##### RECORDS FOR THIS TASK

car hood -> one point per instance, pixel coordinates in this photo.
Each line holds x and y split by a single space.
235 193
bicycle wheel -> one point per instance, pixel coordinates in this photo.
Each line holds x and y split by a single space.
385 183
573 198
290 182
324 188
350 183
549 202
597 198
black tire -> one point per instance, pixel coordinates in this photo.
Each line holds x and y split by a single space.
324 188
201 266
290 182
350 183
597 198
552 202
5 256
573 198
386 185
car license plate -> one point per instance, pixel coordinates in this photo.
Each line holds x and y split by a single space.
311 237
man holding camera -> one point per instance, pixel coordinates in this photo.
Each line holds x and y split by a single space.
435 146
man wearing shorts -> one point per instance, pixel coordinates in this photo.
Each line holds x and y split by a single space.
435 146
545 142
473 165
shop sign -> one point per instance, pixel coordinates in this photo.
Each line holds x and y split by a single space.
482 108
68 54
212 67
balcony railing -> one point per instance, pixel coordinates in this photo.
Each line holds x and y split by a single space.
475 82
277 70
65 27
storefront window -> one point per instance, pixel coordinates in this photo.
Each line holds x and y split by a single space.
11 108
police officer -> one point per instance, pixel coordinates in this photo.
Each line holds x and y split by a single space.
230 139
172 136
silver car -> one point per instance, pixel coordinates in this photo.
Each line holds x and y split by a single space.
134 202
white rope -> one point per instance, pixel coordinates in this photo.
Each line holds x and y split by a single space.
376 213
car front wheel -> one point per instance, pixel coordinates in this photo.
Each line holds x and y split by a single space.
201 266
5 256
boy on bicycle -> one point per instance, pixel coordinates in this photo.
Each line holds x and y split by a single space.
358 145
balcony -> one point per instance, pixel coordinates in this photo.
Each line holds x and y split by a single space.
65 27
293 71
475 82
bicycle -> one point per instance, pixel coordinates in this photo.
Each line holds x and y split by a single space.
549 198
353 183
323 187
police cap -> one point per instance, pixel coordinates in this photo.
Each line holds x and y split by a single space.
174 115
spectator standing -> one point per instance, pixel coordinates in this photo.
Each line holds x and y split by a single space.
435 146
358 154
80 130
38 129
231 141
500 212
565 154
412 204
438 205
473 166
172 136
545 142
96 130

##########

> [WHAT IS ASKED] Every line above should be printed again exactly as it stands.

> [EXERCISE OUTPUT]
car hood -> one point per instance, pixel coordinates in this photo.
Each line holds x and y split by a single space.
235 193
bicycle wheel -> one point per instance, pixel coordinates in this photo.
Each line holds x and y split by a single space.
385 183
573 198
290 182
324 188
350 183
549 202
597 198
black tire -> one point per instance, pixel coordinates in this photo.
Each line holds x and y split by a single space.
324 188
201 266
290 182
350 183
597 198
552 202
5 256
573 198
386 185
car license plate -> one point per instance, pixel coordinates in this photo.
Each line holds x and y split by a single space.
311 237
man holding camera -> one point per instance, pixel coordinates in this photo.
Each line holds x and y split by a single space.
435 146
man wearing shorts -> one point per instance, pixel coordinates in this photo.
Each line holds x and y split by a single space.
435 146
545 142
473 165
shop sign -> one point per instance, pixel coordinates in this photo.
Each line holds x and y split by a single space.
482 108
68 54
212 67
balcony railing -> one point per instance, pixel coordinates in this photo.
Each line holds x and y split by a single space.
475 82
277 70
65 27
storefront window -> one point per instance, pixel coordinates in this photo.
Each line holds x and y split by a single space.
11 108
police officer -> one point per instance, pixel coordinates in this photo.
Each line holds x and y split by a single space.
230 139
172 136
silver car -> one point per instance, pixel coordinates in this photo.
Each line holds x and y split by a single space.
134 202
white rope -> one point per instance, pixel coordinates in this photo.
Each line holds x and y split by a single space.
376 213
car front wheel -> one point per instance, pixel coordinates in this photo.
Each line holds x and y split by a single space.
201 266
5 256
boy on bicycle -> one point per instance, pixel coordinates in this photo.
Each line holds x and y split by a single space.
358 145
balcony -> one point per instance, pixel coordinates in this photo.
Each line holds x and y split by a single space.
65 27
293 71
475 82
bicycle -> one point per instance, pixel coordinates in this photo.
Each line holds x and y split by a single space.
549 198
353 183
323 187
police cap -> one point per instance, pixel coordinates in this photo.
Each line holds x and y split by a single space.
174 115
spectator standing -> one point per instance, pixel coordinates in this photo.
Each line holds x and y split by a single space.
435 146
358 154
80 130
38 129
231 141
500 212
565 154
412 204
438 205
473 166
172 136
545 142
96 130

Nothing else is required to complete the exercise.